(Beginning of Material provided)

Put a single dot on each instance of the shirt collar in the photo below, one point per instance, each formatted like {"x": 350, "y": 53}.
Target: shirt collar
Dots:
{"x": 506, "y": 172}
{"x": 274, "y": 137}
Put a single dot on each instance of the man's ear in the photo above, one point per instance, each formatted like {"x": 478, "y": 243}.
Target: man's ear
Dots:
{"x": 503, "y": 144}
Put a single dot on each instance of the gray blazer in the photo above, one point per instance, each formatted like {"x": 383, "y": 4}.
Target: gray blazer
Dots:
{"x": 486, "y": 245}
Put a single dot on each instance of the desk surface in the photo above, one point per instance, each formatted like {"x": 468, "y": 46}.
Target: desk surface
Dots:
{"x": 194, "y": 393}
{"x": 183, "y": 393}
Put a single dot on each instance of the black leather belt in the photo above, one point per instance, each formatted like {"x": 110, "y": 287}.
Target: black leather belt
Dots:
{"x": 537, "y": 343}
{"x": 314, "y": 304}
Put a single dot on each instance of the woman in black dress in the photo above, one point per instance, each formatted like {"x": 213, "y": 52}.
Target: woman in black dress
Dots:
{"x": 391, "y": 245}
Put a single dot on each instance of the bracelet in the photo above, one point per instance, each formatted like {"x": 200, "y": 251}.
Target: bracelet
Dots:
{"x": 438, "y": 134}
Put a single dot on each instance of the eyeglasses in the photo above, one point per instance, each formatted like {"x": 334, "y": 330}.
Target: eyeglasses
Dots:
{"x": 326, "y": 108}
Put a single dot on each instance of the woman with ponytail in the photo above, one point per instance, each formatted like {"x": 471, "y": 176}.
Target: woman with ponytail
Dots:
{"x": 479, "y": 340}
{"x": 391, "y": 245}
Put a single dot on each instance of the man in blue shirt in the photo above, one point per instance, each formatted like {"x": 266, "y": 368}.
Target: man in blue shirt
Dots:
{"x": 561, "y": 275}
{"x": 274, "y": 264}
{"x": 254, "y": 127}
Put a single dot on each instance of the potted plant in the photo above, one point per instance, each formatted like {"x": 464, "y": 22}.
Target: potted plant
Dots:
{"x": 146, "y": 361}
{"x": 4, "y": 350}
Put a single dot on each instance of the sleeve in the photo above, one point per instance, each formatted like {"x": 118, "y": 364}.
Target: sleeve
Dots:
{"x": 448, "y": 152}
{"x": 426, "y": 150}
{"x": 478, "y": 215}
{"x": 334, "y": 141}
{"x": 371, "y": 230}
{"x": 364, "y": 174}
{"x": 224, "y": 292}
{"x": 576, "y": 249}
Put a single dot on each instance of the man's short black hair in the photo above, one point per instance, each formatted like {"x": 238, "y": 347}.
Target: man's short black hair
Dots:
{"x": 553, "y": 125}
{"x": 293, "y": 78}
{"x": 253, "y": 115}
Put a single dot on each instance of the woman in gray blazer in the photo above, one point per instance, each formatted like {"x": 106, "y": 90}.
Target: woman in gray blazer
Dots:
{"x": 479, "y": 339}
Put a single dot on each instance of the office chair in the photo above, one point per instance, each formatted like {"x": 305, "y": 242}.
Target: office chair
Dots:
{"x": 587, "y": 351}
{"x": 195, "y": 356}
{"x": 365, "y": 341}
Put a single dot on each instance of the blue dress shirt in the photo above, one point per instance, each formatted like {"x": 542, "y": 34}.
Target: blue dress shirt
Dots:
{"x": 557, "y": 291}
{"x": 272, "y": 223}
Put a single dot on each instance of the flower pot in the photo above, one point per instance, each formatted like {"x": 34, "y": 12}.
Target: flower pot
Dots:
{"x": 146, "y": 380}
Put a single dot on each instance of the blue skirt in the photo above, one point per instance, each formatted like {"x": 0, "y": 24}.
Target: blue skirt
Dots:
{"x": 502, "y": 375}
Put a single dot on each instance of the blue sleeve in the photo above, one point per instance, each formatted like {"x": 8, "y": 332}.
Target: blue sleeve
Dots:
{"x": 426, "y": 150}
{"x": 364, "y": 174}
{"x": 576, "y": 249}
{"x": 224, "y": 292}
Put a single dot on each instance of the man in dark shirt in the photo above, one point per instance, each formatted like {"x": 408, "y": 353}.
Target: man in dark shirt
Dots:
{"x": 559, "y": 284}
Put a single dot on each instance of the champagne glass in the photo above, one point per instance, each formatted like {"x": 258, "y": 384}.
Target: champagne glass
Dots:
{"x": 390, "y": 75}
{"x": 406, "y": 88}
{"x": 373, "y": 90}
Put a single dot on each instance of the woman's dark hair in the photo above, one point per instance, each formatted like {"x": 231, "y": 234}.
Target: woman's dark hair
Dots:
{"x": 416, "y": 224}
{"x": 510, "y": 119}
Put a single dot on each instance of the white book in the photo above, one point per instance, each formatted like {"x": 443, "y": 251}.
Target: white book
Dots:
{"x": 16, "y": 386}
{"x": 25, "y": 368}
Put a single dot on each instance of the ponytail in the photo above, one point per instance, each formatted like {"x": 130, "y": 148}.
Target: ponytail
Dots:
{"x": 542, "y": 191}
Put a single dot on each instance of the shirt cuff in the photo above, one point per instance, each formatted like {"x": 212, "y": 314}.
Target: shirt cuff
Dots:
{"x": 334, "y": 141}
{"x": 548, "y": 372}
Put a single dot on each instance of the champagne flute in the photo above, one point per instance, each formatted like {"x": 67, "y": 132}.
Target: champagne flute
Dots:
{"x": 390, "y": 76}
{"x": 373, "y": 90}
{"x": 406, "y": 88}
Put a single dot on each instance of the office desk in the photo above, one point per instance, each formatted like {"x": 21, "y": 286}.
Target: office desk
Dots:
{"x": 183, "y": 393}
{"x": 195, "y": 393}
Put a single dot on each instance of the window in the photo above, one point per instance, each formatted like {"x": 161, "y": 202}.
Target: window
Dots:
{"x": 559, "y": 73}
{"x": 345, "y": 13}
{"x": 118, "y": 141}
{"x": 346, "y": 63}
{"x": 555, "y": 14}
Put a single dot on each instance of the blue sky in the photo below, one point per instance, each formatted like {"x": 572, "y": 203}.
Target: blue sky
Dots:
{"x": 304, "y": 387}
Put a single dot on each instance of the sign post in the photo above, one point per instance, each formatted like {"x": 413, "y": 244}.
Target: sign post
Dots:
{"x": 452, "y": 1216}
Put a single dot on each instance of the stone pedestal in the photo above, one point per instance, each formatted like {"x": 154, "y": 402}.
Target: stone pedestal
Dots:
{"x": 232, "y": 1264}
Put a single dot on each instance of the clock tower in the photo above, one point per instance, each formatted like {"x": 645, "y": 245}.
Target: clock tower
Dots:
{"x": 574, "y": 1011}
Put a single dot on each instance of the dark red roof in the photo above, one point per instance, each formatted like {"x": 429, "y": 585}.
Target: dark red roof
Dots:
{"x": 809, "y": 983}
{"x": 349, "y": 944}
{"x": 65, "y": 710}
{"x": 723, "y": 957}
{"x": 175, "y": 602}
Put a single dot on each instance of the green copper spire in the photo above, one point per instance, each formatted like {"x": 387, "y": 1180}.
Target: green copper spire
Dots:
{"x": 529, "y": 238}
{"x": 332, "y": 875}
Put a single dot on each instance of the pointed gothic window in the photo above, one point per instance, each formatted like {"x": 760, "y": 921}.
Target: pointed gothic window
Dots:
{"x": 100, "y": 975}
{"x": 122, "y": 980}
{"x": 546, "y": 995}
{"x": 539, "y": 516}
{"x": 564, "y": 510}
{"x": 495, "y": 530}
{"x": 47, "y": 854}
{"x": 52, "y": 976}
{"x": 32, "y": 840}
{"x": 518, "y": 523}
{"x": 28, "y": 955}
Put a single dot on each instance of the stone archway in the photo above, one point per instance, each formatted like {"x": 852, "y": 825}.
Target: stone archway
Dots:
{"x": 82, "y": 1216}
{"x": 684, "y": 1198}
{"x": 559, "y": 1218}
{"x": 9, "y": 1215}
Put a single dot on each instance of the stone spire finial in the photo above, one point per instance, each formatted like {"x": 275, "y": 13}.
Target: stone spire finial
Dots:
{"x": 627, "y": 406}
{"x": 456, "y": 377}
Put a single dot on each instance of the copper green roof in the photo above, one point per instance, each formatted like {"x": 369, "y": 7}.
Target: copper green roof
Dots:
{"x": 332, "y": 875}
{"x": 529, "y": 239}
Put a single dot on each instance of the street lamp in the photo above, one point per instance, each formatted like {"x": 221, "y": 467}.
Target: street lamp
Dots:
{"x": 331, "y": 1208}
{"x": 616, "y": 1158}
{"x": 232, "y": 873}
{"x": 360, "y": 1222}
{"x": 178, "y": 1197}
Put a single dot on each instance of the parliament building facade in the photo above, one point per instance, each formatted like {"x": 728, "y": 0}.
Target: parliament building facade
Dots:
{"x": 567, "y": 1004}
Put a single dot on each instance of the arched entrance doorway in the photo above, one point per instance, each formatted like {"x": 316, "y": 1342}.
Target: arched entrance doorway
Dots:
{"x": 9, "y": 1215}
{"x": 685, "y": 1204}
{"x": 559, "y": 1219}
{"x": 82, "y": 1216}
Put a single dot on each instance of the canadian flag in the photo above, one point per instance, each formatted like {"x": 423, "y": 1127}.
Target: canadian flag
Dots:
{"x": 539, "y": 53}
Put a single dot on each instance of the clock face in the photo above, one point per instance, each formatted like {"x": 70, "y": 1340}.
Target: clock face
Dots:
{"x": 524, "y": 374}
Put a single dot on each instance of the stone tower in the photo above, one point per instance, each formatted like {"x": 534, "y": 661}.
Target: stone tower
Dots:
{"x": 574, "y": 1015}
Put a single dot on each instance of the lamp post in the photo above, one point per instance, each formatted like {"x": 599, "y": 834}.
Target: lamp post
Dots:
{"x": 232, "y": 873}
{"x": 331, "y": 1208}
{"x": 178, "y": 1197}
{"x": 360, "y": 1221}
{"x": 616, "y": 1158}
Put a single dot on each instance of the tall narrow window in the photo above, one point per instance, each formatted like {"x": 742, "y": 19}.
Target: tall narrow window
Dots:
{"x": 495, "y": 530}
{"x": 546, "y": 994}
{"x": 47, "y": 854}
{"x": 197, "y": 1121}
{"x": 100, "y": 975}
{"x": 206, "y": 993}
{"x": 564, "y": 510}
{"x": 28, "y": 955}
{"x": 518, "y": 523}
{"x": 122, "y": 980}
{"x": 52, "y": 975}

(End of Material provided)

- **Work to complete**
Starting at the line that has "Target: potted plant" and ending at the line that has "Put a single dot on each instance of the man's short", please write out the lines above exactly, leaving out all others.

- **Solution for this task**
Target: potted plant
Dots:
{"x": 146, "y": 361}
{"x": 4, "y": 350}
Put a single dot on each instance of the sleeve in the photo above, one point per instance, each formatted like {"x": 118, "y": 364}.
Target: sleeve
Dots:
{"x": 448, "y": 152}
{"x": 426, "y": 150}
{"x": 478, "y": 215}
{"x": 334, "y": 141}
{"x": 371, "y": 230}
{"x": 364, "y": 174}
{"x": 224, "y": 292}
{"x": 576, "y": 249}
Put a single dot on each instance of the man's short black hair in the photo above, one point per instance, each formatted like {"x": 238, "y": 347}.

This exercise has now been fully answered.